■ Source text:
☆ ☆ ☆ ☆ ☆
Acts on construction and demolition waste
Policies and regulations on C&D waste management in Korea began to be enacted, implemented and revised in the 2000 s.
In 2001, a separate contract system for C&D waste was implemented. For construction works with more than 100 tons of C&D waste ordered by the government or local governments, the construction works and C&D waste disposal services shall be ordered separately (ME 2001). Therefore, the orderer should reflect a reasonable cost for C&D waste disposal at the design stage based on the expected amount of the C&D waste to be generated during the construction project. The system guaranteed the independence and income of recycling companies, contributing to the investment in R&D and equipment for efficient recycling (Lee and Lee 2014).
In 2003, the Construction Waste Recycling Promotion Act was enacted for the purpose of efficient use of national resources by promoting the recycling of C&D waste. In 2005, the year the Act was enforced, the C&D waste amounted to 2.7 million tons, exceeding 50% of the total landfill waste of 4.8 million tons that year, but gradually decreased to 25% of 3.7 million tons of total landfill waste in 2018 (SLC 2019).
☆ ☆ ☆ ☆ ☆
■ What you need to do:
a – According to the text on Korean construction and demolition waste acts, in what year was the Construction Waste Recycling Promotion Act enacted?
b – Turn the paragraph beginning "In 2001, a separate contract system" in the text on Korean construction and demolition waste acts into a short bulleted list that keeps its main facts.
c – From the text on Korean construction and demolition waste acts, transcribe the stretch from "In 2003, the" through "2018 (SLC 2019).".
☆ ☆ ☆ ☆ ☆
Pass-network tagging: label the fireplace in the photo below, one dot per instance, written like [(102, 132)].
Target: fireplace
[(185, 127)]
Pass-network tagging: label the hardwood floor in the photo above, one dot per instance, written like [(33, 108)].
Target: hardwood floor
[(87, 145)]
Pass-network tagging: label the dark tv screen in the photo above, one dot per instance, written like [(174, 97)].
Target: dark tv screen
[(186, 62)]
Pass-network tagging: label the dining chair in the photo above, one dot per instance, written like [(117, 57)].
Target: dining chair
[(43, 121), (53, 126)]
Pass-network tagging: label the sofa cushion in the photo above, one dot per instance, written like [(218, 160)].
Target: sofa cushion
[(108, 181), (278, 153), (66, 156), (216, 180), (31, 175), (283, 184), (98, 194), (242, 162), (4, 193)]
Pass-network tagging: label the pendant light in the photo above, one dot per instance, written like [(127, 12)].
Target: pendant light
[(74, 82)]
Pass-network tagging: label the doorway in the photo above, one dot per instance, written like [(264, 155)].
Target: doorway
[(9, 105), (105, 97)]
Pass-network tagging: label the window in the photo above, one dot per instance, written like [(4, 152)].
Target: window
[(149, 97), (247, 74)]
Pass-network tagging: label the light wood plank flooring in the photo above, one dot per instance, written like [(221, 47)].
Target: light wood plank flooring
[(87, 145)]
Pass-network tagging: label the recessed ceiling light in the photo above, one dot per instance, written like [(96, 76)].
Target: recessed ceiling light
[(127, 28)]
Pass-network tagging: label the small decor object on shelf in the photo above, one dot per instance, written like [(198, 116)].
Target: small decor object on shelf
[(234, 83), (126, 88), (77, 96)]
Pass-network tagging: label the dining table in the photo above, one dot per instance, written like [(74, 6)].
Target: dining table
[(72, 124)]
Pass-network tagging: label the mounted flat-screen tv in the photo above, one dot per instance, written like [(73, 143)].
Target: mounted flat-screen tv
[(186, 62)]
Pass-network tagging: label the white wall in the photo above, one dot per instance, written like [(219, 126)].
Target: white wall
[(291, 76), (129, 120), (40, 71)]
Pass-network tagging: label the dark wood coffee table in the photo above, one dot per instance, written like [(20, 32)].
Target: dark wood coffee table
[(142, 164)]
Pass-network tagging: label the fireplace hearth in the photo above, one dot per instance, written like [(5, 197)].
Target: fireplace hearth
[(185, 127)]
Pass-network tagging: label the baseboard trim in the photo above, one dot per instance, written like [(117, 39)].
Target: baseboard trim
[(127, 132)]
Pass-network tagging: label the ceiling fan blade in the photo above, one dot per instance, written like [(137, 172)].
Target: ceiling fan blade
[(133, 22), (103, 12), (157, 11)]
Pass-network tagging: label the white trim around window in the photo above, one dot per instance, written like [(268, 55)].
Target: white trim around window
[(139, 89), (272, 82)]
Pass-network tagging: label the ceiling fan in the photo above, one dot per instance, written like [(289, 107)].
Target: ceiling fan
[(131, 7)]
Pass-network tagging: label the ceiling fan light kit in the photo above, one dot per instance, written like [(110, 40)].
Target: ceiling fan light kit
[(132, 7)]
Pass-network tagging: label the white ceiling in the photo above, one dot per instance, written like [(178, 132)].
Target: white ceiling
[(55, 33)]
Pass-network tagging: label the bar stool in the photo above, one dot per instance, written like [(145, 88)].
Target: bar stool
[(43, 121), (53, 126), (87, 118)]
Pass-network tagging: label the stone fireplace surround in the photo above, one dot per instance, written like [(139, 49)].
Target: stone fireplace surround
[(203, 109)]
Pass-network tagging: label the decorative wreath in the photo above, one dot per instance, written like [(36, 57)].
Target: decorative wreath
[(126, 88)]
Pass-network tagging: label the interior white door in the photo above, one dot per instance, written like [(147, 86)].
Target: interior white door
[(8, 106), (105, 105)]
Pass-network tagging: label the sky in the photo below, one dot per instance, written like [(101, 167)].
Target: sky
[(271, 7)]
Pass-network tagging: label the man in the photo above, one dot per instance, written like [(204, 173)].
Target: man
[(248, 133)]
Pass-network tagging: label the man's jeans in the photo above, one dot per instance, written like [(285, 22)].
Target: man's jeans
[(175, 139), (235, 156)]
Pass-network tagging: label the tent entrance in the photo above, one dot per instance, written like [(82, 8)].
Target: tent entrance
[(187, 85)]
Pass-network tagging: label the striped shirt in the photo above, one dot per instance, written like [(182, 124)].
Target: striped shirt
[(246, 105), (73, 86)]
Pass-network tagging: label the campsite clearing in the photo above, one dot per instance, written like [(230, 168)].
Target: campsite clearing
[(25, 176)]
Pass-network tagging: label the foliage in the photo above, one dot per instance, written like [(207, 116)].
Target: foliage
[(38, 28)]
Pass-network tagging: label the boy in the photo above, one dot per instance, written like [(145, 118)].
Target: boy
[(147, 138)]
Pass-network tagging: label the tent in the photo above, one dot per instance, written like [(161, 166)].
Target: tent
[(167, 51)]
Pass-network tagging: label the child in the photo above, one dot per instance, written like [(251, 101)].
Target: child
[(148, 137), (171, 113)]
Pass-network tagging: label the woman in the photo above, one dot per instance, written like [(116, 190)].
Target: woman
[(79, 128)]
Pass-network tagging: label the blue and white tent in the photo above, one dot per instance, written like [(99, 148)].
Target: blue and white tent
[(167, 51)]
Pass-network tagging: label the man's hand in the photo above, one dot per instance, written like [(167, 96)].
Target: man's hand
☆ ☆ ☆ ☆ ☆
■ Results of the tasks:
a – 2003

b –
- In 2001, Korea implemented a separate contract system for C&D waste.
- For government or local-government construction works with more than 100 tons of C&D waste, the construction works and the C&D waste disposal services must be ordered separately.
- At the design stage, the orderer should reflect a reasonable disposal cost based on the expected amount of C&D waste.
- The system guaranteed recycling companies' independence and income, which contributed to investment in R&D and equipment for efficient recycling.

c –
In 2003, the Construction Waste Recycling Promotion Act was enacted for the purpose of efficient use of national resources by promoting the recycling of C&D waste. In 2005, the year the Act was enforced, the C&D waste amounted to 2.7 million tons, exceeding 50% of the total landfill waste of 4.8 million tons that year, but gradually decreased to 25% of 3.7 million tons of total landfill waste in 2018 (SLC 2019).